● Exercise description
Set the data down again, word for word, as it appears below.

● Exercise inputs

- Opening Delimiter -

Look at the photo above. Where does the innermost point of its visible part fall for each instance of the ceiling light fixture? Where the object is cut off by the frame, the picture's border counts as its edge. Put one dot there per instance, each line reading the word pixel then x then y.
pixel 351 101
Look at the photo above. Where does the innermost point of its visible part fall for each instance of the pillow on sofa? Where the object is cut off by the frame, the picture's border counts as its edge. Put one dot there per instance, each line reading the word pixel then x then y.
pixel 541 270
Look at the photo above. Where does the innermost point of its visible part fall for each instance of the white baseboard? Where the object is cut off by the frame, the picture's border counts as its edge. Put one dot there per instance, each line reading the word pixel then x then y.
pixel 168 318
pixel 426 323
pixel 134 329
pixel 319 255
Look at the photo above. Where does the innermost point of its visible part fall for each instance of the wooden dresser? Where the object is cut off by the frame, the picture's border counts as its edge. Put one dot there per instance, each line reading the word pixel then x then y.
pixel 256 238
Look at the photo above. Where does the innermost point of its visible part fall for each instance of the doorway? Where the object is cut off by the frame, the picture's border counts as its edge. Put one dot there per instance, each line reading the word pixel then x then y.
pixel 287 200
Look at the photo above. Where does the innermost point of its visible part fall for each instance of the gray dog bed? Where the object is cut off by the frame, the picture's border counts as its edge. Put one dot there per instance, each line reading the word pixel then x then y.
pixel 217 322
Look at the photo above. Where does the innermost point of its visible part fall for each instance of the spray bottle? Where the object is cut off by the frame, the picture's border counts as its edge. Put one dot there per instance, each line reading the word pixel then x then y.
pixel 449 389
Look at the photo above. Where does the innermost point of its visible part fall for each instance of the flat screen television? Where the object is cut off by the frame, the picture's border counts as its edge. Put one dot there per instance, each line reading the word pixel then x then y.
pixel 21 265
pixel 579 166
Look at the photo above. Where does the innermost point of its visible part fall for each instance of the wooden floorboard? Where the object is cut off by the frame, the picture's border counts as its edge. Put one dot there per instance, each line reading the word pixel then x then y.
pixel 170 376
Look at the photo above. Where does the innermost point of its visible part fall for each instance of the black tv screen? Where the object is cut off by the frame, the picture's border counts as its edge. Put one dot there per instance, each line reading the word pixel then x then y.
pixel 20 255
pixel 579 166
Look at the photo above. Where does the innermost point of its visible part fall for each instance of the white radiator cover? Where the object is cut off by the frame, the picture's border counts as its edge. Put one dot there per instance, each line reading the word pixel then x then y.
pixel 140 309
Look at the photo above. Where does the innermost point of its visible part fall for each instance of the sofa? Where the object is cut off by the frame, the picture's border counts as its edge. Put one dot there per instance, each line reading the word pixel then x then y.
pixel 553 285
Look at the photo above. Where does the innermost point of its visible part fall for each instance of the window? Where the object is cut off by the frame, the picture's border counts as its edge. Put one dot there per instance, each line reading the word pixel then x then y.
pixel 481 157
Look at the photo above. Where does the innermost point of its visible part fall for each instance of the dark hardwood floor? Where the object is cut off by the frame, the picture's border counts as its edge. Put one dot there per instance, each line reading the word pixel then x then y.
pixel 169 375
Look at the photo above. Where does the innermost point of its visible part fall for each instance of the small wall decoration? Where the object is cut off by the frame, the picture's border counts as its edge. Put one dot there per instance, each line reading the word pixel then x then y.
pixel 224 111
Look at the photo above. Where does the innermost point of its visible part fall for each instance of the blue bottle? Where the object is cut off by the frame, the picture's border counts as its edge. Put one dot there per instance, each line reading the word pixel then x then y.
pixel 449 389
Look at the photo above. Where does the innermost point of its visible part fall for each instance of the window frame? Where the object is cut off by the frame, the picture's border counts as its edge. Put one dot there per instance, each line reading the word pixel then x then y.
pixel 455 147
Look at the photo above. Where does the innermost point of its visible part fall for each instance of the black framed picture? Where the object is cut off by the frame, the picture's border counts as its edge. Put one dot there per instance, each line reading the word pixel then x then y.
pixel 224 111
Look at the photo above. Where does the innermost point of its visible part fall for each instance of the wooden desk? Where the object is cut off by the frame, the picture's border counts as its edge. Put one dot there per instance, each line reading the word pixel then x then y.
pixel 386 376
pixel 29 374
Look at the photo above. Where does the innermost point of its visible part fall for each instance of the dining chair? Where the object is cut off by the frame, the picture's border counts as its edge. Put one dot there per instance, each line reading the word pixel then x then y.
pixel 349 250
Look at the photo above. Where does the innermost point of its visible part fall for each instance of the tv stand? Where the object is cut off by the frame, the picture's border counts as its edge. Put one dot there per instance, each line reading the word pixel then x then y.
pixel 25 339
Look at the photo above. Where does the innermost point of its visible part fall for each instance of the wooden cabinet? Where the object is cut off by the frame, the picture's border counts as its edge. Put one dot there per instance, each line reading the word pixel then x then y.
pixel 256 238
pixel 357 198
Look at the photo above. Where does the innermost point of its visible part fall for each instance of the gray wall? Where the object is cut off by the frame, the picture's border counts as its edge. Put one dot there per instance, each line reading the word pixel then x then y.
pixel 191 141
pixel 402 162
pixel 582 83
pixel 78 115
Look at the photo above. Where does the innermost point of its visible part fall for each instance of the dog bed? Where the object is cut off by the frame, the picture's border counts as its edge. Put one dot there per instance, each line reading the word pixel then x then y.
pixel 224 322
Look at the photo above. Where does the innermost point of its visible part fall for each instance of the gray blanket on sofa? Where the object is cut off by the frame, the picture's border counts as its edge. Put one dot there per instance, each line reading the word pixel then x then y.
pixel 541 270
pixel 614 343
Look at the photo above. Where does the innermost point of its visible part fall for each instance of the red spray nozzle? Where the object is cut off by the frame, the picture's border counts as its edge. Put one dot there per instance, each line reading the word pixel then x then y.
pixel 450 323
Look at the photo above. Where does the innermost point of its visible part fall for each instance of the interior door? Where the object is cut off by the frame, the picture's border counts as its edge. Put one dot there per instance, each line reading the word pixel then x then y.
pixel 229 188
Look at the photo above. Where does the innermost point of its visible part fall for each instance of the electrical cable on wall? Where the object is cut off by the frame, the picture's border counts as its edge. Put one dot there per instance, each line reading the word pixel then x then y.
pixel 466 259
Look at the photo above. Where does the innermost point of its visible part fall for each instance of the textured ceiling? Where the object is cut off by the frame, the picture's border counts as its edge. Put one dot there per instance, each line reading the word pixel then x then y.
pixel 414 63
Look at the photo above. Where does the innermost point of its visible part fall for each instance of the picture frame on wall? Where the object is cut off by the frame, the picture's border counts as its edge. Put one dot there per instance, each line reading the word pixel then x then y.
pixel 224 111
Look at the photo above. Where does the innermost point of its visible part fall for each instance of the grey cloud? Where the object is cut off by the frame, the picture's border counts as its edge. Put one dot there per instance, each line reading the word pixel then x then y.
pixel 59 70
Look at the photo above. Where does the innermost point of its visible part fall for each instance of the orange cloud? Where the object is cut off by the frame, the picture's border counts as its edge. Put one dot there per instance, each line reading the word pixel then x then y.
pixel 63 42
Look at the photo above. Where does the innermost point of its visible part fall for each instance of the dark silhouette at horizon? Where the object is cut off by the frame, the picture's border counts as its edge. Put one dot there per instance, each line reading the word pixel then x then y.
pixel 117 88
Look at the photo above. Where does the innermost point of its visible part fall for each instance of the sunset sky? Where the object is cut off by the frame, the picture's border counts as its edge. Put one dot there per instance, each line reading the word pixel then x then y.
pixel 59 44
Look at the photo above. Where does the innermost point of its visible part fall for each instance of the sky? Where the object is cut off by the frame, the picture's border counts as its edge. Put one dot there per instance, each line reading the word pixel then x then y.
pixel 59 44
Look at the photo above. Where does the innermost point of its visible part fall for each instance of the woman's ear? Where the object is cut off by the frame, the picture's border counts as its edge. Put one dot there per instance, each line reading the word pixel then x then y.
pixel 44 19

- Closing Delimiter -

● Response below
Look at the photo above. Where does the innermost point of its visible part fall for each instance of the ceiling light fixture? Where the object is cut off by the frame, the picture's border counts as its edge. Put one dot there per instance, each line reading the word pixel then x then y.
pixel 351 101
Look at the photo above. Where does the innermost point of its visible part fall for each instance of the pillow on sofa? Where the object is cut off by the frame, the picture's border counts as its edge. Put one dot there per instance, each line reading the word pixel then x then y.
pixel 541 270
Look at the photo above. Where does the innermost point of its visible part fall for each instance of the white baseboard? Where the object is cut off by the frame, the picture's border counts as its edge. Put one dot there per instance, each line reading the word pixel then x then y.
pixel 168 318
pixel 426 323
pixel 134 329
pixel 319 255
Look at the photo above. Where does the innermost point of its visible part fall for each instance of the wooden dresser? Where the object is cut off by the frame, the picture's border counts as its edge. Put one dot there per instance, each line reading the word pixel then x then y.
pixel 256 238
Look at the photo above. Where does the innermost point of its visible part fall for each instance of the doorway? Where the object is cut off by the frame, the picture's border counts as its edge. Put one dot there per instance, each line reading the word pixel then x then y.
pixel 287 200
Look at the photo above. Where does the innermost point of its visible part fall for each instance of the gray dog bed? Where the object is cut off by the frame, the picture's border counts as its edge. Put one dot there per instance, each line reading the word pixel then x then y.
pixel 217 322
Look at the photo above. Where does the innermost point of its visible part fall for each instance of the spray bottle? Where the object is cut off by the frame, the picture's border counts as its edge. Put one dot there per instance, each line reading the word pixel then x then y.
pixel 449 389
Look at the photo above. Where does the innermost point of its visible part fall for each instance of the flat screen television? Where the object is cut off by the frame, the picture's border counts as its edge. Put one dot there per instance, each line reading the word pixel then x then y.
pixel 21 265
pixel 579 166
Look at the photo above. Where does the innermost point of its visible part fall for each instance of the wooden floorboard? Where the object is cut off by the frame, the picture's border counts as its edge. Put one dot there per instance, each line reading the word pixel then x then y.
pixel 170 376
Look at the photo above. Where does the innermost point of its visible part fall for each instance of the black tv screen? Where the object is cut off by the frame, the picture's border counts as its edge. Put one dot there per instance, each line reading the word pixel then x then y.
pixel 20 255
pixel 579 166
Look at the photo above. Where does the innermost point of its visible part fall for each instance of the white radiator cover? Where the object is cut off by the frame, the picture's border counts as its edge. Put one dot there per instance, each line reading the word pixel then x then y.
pixel 140 309
Look at the photo above. Where does the innermost point of its visible part fall for each instance of the sofa? Where the object is cut off by the frame, the picture's border counts as its edge. Put one dot there per instance, each line reading the word pixel then x then y.
pixel 553 285
Look at the photo above. Where does the innermost point of its visible part fall for each instance of the window? Where the object is cut off by the frame, the picture's border counts as its edge. Put one dot there per instance, each line reading the word pixel then x then y.
pixel 481 157
Look at the photo above. Where does the innermost point of its visible part fall for each instance of the dark hardwood floor? Where the object is cut off by the frame, the picture's border counts as its edge. Put one dot there per instance, each line reading the word pixel then x then y.
pixel 169 375
Look at the photo above. Where does the innermost point of its visible part fall for each instance of the small wall decoration? Where the object is cut off by the frame, the picture's border counts as its edge. Put one dot there per instance, each line reading the word pixel then x then y.
pixel 224 111
Look at the photo above. Where does the innermost point of its visible part fall for each instance of the blue bottle? Where the object is cut off by the frame, the picture's border counts as its edge. Put one dot there per instance, each line reading the word pixel then x then y.
pixel 449 389
Look at the photo above. Where does the innermost point of its visible part fall for each instance of the window frame? Where the object is cut off by the frame, the picture's border counts as its edge. Put one dot there per instance, each line reading the word pixel then x then y.
pixel 455 147
Look at the photo above. Where does the innermost point of its visible part fall for each instance of the black framed picture? Where the object is cut off by the frame, the picture's border counts as its edge. Put one dot there per instance, each line reading the word pixel then x then y.
pixel 224 111
Look at the photo above. Where does the innermost point of its visible part fall for each instance of the wooden desk? Where the object is cut off by the frame, the picture's border counts as its edge. Put one dot there per instance, each line reading the word pixel then x then y.
pixel 386 376
pixel 29 374
Look at the photo above. Where does the innermost point of its visible part fall for each instance of the dining chair? Where the object is cut off by the frame, the picture's border counts as its edge. Put one dot there per instance, each line reading the word pixel then x then y.
pixel 349 250
Look at the photo above. Where does the innermost point of its visible part fall for each instance of the tv stand? Where the object is cut off by the frame, the picture's border counts as its edge. Put one dot there per instance, each line reading the word pixel then x then y.
pixel 25 339
Look at the photo above. Where does the innermost point of its visible part fall for each instance of the wooden cabinet? Where the object is cut off by the frame, the picture's border counts as its edge. Put one dot there per instance, each line reading the word pixel then x then y.
pixel 256 238
pixel 357 198
Look at the photo above. Where does the innermost point of its visible part fall for each instance of the gray wall? Where the object is cut off by the frame, the picture's border counts as its edge. Put one dot there per instance, each line reading the word pixel then x then y.
pixel 191 141
pixel 402 162
pixel 582 83
pixel 78 115
Look at the photo above. Where does the innermost point of its visible part fall for each instance of the dog bed? Where the object is cut off by the frame, the picture's border counts as its edge. Put one dot there per instance, each line reading the word pixel then x then y.
pixel 224 322
Look at the photo above. Where does the innermost point of its visible part fall for each instance of the gray blanket on sofa? Where the object is cut off by the frame, the picture's border counts as its edge. Put one dot there per instance, each line reading the word pixel then x then y.
pixel 541 270
pixel 614 343
Look at the photo above. Where does the innermost point of its visible part fall for each instance of the red spray nozzle? Where the object is cut off by the frame, the picture's border counts as its edge. Put one dot there per instance, each line reading the word pixel then x then y.
pixel 450 323
Look at the photo above. Where does the innermost point of its visible part fall for each instance of the interior door? Where the object is cut off by the frame, the picture's border counts as its edge. Put one dot there per instance, each line reading the word pixel then x then y.
pixel 229 188
Look at the photo above. Where does the innermost point of its visible part fall for each instance of the electrical cable on wall? Where the object is cut off by the frame, the picture's border counts as its edge. Put one dot there per instance, each line reading the word pixel then x then y.
pixel 466 259
Look at the photo above. Where does the innermost point of its visible part fall for each instance of the textured ceiling? Where the object is cut off by the frame, the picture's border counts as its edge. Put one dot there per instance, each line reading the word pixel then x then y.
pixel 414 63
Look at the photo above. Where does the innermost point of its visible part fall for each instance of the picture frame on wall? Where the object is cut off by the frame, the picture's border counts as its edge. Put one dot there per instance, each line reading the word pixel then x then y.
pixel 224 111
Look at the photo above. Where does the innermost point of its visible part fall for each instance of the grey cloud? Where the object is cut off by the frame, the picture's border counts as its edge. Put one dot there per instance, each line reading the word pixel then x then y.
pixel 59 70
Look at the photo above. Where does the innermost point of its visible part fall for each instance of the orange cloud? Where the object is cut off by the frame, the picture's border counts as its edge. Put one dot there per instance, each line reading the word pixel then x then y.
pixel 63 42
Look at the photo above. Where does the innermost point of its visible part fall for each instance of the dark silhouette at horizon? Where the object is cut off by the frame, the picture's border counts as its edge. Put one dot there per instance, each line reading the word pixel then x then y.
pixel 117 88
Look at the photo above. Where does the innermost point of its visible part fall for each instance of the sunset sky? Where the object is cut off by the frame, the picture's border counts as its edge. Put one dot there per instance, each line reading the word pixel then x then y.
pixel 59 44
Look at the photo above. Where does the innermost point of its visible part fall for each instance of the sky? Where the object is cut off by the frame, the picture's border counts as its edge. Put one dot there per instance, each line reading the word pixel then x then y.
pixel 59 44
Look at the photo above. Where does the innermost point of its visible part fall for each instance of the woman's ear? Where the object is cut off by the frame, the picture's border counts as its edge. Put one dot there per instance, each line reading the word pixel then x then y.
pixel 44 19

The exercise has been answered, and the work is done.